Stored data entries

·····

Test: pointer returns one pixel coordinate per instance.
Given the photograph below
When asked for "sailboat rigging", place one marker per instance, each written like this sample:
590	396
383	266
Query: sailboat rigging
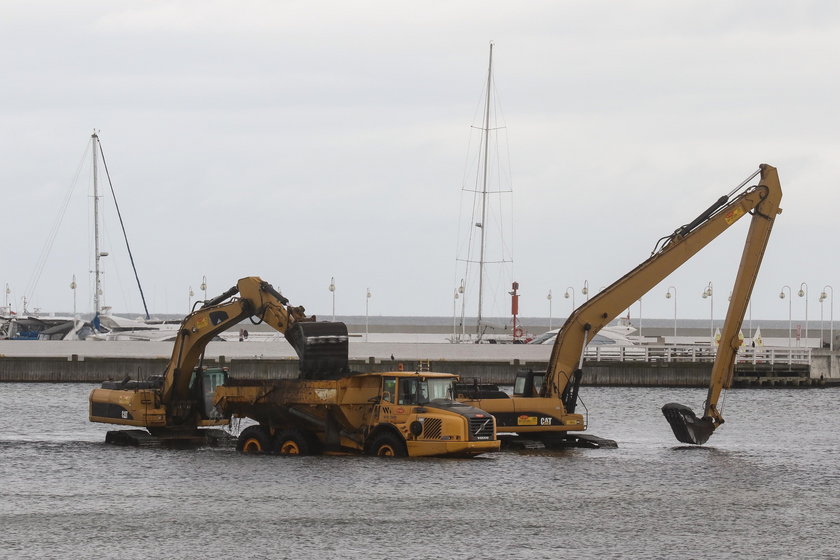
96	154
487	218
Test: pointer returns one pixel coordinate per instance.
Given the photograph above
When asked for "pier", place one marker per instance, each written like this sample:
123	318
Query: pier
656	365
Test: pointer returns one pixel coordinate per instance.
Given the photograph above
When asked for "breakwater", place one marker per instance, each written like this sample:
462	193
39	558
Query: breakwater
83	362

·····

Your instructions
Copy out every line of the data that includes the word "sample".

Task response
When asked for "sailboat rigging", place one marker per instance, each written like this sample:
When asked for "pier", place one marker per instance, each written like this sample:
When asked for "breakwater", place one marker per instance, each written like this sample:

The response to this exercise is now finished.